= Assignment =
Exactly the lines from the one containing "Pin every instance of the basketball backboard." through the end of the data below are to be reproduced, and nothing besides them.

= Saved entries =
____
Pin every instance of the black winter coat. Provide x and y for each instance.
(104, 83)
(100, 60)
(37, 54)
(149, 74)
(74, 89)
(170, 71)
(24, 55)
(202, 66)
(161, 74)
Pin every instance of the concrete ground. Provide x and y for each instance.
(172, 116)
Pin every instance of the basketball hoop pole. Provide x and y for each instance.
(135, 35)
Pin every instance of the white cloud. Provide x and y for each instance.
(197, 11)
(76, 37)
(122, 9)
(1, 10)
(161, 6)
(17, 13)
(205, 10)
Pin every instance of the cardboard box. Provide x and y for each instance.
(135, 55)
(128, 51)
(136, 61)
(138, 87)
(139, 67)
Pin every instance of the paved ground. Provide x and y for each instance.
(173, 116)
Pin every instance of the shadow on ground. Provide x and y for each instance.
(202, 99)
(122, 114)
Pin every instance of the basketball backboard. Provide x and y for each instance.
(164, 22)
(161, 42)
____
= Finished task =
Pin every instance of the basketball backboard. Provide x and y for each instance.
(164, 22)
(161, 42)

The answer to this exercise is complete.